Requirement: Go through the data and count each line that has the string "capped". Give that count alone.

Records excerpted from a collection:
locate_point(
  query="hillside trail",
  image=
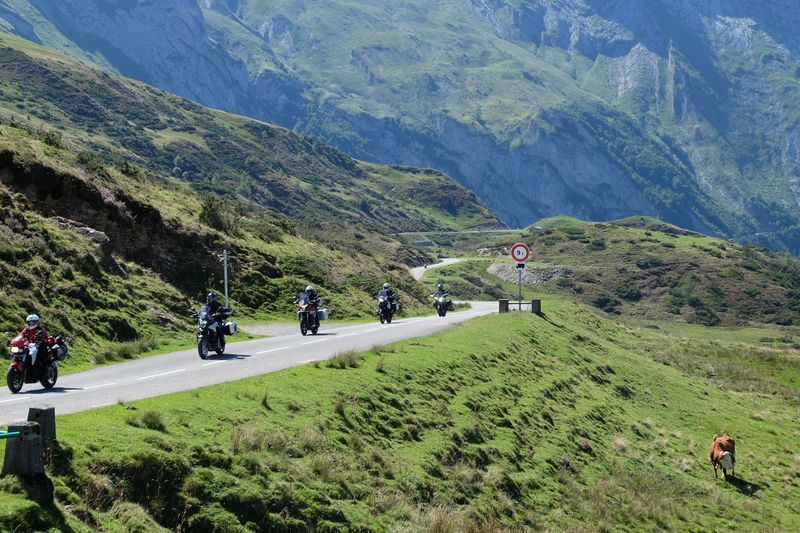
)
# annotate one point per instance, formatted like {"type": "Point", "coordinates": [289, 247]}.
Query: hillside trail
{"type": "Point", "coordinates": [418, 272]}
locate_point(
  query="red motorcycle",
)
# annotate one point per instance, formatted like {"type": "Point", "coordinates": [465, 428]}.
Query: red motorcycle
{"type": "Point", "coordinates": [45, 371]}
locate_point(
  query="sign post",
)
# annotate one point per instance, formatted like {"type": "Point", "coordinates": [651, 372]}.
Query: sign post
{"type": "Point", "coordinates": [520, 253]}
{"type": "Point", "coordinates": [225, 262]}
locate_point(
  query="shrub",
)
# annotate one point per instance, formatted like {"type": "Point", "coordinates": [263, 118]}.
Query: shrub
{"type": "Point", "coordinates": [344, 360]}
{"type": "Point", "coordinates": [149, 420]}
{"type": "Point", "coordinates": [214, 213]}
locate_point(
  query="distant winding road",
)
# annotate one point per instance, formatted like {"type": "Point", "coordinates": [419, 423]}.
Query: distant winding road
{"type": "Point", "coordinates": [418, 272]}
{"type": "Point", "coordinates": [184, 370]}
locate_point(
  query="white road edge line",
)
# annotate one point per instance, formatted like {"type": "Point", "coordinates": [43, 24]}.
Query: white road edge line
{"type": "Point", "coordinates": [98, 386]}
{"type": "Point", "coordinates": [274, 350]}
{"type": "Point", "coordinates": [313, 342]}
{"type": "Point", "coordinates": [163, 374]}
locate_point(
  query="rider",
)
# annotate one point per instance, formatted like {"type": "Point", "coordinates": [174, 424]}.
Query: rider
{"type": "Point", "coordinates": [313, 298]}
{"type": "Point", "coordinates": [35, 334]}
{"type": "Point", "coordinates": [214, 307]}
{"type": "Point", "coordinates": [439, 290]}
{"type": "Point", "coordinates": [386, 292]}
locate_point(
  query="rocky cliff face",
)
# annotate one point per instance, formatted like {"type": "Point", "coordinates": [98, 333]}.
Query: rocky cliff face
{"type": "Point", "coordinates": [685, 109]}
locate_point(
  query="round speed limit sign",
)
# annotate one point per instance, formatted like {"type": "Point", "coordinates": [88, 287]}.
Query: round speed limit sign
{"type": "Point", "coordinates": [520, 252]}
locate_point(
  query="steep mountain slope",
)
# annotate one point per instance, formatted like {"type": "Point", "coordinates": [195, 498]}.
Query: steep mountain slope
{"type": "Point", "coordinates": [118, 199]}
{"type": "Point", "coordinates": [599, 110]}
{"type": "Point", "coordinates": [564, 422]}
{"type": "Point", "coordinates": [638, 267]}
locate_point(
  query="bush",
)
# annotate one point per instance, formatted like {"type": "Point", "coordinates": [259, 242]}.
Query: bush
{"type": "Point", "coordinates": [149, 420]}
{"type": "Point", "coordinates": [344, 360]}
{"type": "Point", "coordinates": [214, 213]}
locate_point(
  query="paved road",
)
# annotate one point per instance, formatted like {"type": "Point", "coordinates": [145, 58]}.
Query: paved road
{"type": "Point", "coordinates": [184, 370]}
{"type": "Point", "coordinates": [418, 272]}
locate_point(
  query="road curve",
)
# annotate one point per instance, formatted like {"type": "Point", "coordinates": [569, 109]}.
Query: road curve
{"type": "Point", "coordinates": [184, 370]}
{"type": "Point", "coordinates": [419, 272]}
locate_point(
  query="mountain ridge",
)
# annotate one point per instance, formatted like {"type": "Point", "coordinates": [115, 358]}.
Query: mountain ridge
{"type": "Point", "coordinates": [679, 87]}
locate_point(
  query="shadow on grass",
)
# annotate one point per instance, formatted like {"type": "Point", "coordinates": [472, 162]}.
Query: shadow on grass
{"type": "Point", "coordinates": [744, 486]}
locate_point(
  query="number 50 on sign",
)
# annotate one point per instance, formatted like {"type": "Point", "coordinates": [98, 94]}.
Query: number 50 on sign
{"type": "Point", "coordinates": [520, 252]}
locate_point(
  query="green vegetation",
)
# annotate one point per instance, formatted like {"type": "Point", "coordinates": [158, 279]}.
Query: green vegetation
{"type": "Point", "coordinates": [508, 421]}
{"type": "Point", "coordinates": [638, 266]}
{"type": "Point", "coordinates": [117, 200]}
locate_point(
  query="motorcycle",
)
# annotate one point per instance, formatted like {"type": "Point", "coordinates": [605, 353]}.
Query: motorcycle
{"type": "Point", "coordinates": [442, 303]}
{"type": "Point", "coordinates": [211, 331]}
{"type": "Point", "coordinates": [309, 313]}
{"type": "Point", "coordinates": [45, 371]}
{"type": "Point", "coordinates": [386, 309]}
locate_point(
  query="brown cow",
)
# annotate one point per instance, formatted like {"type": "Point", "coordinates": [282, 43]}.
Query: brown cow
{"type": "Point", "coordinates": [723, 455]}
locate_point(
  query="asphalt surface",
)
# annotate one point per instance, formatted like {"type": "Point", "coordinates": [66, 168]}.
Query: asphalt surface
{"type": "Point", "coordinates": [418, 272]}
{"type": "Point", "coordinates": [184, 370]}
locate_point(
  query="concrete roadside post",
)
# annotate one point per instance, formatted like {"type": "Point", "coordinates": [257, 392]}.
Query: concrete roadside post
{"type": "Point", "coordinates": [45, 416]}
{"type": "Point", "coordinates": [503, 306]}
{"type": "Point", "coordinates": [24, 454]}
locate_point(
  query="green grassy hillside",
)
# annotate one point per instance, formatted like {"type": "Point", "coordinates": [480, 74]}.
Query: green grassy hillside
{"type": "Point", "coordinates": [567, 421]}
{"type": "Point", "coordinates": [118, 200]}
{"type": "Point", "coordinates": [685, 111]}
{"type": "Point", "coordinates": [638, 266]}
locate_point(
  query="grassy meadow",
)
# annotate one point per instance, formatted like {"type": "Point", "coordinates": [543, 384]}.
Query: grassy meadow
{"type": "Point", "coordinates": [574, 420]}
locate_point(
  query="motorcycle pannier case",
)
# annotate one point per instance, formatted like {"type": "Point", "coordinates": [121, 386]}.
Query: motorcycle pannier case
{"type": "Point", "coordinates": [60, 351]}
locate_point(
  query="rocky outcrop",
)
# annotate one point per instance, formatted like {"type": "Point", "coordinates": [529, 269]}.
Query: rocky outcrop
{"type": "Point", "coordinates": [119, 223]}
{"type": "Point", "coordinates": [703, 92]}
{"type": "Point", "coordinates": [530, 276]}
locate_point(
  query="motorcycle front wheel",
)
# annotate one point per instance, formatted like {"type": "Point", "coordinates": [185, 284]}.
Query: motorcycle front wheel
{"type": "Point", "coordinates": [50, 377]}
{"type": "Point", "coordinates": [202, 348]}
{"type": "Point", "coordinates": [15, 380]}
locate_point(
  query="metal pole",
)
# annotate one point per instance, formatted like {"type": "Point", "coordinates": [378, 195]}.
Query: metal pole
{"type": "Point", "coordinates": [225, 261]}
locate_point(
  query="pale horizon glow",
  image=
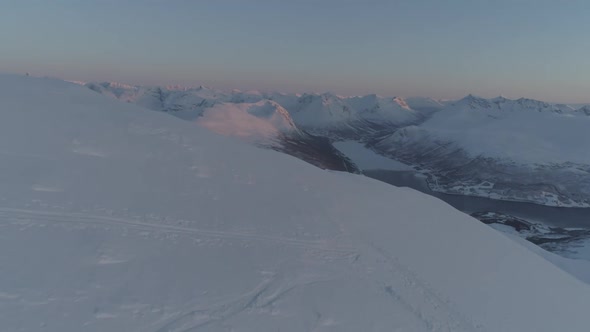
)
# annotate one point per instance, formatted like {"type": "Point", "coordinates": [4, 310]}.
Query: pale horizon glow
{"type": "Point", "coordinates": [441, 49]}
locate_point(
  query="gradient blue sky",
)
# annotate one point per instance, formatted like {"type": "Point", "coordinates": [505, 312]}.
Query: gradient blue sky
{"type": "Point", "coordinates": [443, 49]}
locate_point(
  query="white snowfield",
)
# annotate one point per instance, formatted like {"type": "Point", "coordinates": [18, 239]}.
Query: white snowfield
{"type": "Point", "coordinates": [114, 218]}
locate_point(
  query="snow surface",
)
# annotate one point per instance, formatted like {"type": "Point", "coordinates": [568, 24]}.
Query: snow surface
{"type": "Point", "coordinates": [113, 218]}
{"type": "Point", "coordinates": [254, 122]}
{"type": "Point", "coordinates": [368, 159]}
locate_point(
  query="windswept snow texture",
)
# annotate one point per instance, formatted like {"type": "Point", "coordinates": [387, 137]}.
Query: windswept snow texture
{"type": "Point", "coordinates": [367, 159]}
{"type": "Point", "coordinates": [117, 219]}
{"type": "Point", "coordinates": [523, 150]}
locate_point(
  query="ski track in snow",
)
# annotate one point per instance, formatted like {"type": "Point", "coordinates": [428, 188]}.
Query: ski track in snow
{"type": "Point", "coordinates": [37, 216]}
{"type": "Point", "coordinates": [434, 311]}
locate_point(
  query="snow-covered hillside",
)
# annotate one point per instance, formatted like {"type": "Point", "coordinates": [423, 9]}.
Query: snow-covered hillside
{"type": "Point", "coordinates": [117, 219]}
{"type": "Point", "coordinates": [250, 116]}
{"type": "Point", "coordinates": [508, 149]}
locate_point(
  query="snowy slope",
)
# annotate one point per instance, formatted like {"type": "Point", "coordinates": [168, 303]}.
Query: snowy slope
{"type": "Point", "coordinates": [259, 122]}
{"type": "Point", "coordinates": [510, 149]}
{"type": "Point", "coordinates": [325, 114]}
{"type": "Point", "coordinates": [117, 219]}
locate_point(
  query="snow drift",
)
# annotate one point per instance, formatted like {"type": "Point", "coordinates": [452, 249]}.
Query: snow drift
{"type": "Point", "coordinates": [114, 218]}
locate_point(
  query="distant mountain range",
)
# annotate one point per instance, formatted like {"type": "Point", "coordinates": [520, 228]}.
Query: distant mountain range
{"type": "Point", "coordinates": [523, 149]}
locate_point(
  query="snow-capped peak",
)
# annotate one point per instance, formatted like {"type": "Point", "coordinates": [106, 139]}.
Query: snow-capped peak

--

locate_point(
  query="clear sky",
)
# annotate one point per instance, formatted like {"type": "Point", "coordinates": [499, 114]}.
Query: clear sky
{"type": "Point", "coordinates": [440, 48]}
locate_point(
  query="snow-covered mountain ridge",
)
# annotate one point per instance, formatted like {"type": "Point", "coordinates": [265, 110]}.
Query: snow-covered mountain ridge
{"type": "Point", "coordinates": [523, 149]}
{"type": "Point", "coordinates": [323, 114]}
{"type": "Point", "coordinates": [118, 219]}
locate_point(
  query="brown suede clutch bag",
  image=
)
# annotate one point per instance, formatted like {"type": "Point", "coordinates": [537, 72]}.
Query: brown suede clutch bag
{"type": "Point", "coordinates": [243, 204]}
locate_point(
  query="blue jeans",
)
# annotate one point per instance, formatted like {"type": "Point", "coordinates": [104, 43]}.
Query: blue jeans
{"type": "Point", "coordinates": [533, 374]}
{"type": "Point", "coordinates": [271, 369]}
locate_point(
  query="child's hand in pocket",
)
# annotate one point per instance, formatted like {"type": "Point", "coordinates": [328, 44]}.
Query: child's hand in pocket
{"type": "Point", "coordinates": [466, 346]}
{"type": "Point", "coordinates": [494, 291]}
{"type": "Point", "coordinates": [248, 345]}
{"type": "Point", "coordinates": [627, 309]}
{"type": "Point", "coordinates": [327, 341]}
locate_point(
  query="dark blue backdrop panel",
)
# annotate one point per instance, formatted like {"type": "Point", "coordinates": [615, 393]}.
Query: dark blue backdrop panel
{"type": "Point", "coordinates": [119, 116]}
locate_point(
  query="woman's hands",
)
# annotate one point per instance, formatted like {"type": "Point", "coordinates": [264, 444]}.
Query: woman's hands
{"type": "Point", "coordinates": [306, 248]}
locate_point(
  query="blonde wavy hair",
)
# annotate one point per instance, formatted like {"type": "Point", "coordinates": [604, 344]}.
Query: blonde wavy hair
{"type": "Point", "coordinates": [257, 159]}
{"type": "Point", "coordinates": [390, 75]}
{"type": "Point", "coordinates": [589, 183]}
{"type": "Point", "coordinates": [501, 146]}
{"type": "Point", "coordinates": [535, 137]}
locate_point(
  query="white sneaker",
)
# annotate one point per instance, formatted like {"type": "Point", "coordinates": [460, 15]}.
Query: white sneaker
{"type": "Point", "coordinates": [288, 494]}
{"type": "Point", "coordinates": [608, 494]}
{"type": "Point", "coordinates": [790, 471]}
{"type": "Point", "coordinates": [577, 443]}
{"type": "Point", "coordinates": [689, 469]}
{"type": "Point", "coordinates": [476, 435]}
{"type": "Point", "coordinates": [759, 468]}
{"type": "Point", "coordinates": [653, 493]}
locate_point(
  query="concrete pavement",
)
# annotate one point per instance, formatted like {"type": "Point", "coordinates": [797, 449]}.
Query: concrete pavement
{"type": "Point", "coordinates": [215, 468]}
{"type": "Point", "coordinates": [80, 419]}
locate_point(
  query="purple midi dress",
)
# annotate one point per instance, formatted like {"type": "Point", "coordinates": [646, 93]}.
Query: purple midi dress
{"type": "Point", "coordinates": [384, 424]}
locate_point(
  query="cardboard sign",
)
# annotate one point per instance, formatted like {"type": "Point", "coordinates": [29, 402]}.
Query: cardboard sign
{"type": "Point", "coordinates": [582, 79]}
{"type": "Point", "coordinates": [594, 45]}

Task solution: 2